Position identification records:
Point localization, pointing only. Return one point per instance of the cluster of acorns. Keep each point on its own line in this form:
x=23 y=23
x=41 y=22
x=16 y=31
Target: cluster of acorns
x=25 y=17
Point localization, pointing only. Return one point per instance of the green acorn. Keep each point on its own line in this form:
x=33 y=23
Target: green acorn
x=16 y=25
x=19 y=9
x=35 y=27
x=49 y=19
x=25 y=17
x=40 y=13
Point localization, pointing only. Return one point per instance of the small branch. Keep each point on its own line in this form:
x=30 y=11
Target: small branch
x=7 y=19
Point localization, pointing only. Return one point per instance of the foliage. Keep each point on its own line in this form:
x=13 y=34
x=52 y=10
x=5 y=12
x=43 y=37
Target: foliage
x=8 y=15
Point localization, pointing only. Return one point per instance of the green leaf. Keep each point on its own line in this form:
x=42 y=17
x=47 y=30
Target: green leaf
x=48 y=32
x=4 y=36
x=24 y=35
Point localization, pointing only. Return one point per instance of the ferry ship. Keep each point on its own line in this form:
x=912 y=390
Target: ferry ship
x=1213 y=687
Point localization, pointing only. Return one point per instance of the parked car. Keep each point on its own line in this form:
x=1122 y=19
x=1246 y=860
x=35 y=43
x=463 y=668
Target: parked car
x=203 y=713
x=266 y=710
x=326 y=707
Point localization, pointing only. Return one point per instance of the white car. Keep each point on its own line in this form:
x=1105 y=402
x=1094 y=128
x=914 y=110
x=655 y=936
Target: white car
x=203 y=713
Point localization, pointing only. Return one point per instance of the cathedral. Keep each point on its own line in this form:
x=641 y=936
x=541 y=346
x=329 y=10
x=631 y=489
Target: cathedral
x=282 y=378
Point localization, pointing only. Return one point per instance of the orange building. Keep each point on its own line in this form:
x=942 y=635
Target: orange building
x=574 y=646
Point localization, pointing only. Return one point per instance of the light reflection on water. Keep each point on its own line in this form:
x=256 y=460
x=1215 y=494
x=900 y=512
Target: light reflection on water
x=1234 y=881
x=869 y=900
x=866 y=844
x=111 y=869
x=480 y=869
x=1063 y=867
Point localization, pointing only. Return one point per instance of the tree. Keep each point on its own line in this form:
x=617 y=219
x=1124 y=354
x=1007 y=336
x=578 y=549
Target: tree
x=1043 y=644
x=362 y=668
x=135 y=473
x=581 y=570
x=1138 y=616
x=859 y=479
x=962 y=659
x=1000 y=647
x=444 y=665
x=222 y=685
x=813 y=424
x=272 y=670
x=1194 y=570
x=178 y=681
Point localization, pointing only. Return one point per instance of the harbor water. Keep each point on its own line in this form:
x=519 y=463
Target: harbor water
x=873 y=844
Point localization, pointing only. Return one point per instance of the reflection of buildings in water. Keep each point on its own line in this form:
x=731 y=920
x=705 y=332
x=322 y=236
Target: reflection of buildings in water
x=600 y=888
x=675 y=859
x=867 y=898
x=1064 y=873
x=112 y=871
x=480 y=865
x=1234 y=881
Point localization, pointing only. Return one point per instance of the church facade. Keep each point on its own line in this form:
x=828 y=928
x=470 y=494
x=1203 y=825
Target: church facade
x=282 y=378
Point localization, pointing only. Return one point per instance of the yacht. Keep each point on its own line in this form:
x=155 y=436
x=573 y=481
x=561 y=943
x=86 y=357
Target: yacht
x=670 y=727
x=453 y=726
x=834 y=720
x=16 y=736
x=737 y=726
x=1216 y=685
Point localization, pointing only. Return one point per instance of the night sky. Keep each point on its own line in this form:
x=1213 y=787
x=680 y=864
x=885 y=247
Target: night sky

Problem to solve :: Arrange every line of the records above as a numbered list, omitting blank lines.

Reply to the task ::
1. Point localization, pointing only. Return one point per instance of the cluster of acorns. Keep each point on its own line in this form:
2. x=23 y=23
3. x=41 y=22
4. x=16 y=31
5. Target: cluster of acorns
6. x=25 y=17
7. Point localization, pointing only. Return one point per instance of the green acorn. Keep each point on its own line in this form:
8. x=33 y=23
9. Target: green acorn
10. x=16 y=25
11. x=19 y=9
12. x=35 y=27
13. x=49 y=19
14. x=25 y=17
15. x=40 y=13
16. Point localization, pointing only. Return one point per instance of the small branch. Keep each point on its own line in this form:
17. x=30 y=11
18. Target: small branch
19. x=7 y=19
20. Point localization, pointing only. Return one point per instance of the foliage. Keep each point on its own line in this form:
21. x=13 y=34
22. x=52 y=10
23. x=5 y=12
24. x=43 y=37
25. Target: foliage
26. x=8 y=15
27. Point localization, pointing only. Return one point per instance of the green leaf. Keep each point on its own line in this form:
28. x=42 y=17
29. x=47 y=30
30. Target: green leaf
31. x=48 y=32
32. x=4 y=36
33. x=24 y=35
34. Point localization, pointing only. Return one point per instance of the ferry ship. Keep each point on its own line in this form:
35. x=912 y=390
36. Target: ferry ship
37. x=1213 y=687
38. Point localization, pointing only. Return one point per instance of the parked car. Keep each point on its own line in this form:
39. x=1122 y=19
40. x=1246 y=860
41. x=35 y=43
42. x=463 y=668
43. Target: parked car
44. x=203 y=713
45. x=266 y=710
46. x=326 y=707
47. Point localization, pointing only. Return one point per instance of the white car. Keep each point on its own line in this form:
48. x=1105 y=402
49. x=1094 y=128
50. x=914 y=110
51. x=655 y=936
52. Target: white car
53. x=203 y=713
54. Point localization, pointing only. Return one point per instance of the cathedral. Keep each point on its own line in this form:
55. x=641 y=936
56. x=541 y=346
57. x=329 y=10
58. x=631 y=489
59. Target: cathedral
60. x=282 y=378
61. Point localization, pointing only. Return one point per instance of the orange building. Keep each point on its own line in this form:
62. x=942 y=635
63. Target: orange building
64. x=574 y=646
65. Point localization, pointing only. Return one point per instance of the light reflection on water. Keep each point on its own line in this form:
66. x=256 y=460
67. x=1215 y=494
68. x=900 y=512
69. Target: light reflection on water
70. x=1234 y=881
71. x=869 y=900
72. x=866 y=844
73. x=111 y=869
74. x=480 y=869
75. x=1063 y=867
76. Point localization, pointing only. Return one point per instance of the tree. Keep each point on its own line in this form:
77. x=617 y=219
78. x=1124 y=354
79. x=1007 y=336
80. x=578 y=549
81. Target: tree
82. x=1043 y=644
83. x=362 y=668
84. x=135 y=473
85. x=581 y=570
86. x=1138 y=616
87. x=859 y=479
88. x=962 y=659
89. x=1000 y=647
90. x=444 y=665
91. x=222 y=685
92. x=813 y=424
93. x=272 y=670
94. x=1194 y=570
95. x=178 y=681
96. Point localization, pointing only. Return one point per instance of the harbor water. Keep each point on its own line in this form:
97. x=519 y=463
98. Target: harbor water
99. x=873 y=844
100. Point localization, pointing only. Return one point per instance of the reflection of buildings in water. Keep each point on its own line in this form:
101. x=731 y=920
102. x=705 y=332
103. x=322 y=236
104. Target: reflection of buildings in water
105. x=600 y=888
106. x=675 y=859
107. x=867 y=898
108. x=1064 y=873
109. x=112 y=871
110. x=480 y=865
111. x=1234 y=881
112. Point localization, pointing only. Return one point per instance of the church facade. Keep each point on its own line in this form:
113. x=828 y=928
114. x=470 y=494
115. x=1203 y=825
116. Target: church facade
117. x=282 y=378
118. Point localization, pointing only. Return one point per instance of the yacht. Keep each point on its own line in this form:
119. x=155 y=436
120. x=573 y=481
121. x=561 y=943
122. x=86 y=357
123. Target: yacht
124. x=670 y=727
125. x=453 y=726
126. x=834 y=720
127. x=16 y=736
128. x=737 y=726
129. x=1216 y=685
130. Point localization, pointing only. Return one point per instance of the night sky. Keep each point on its own line in this form:
131. x=1213 y=787
132. x=680 y=864
133. x=885 y=247
134. Target: night sky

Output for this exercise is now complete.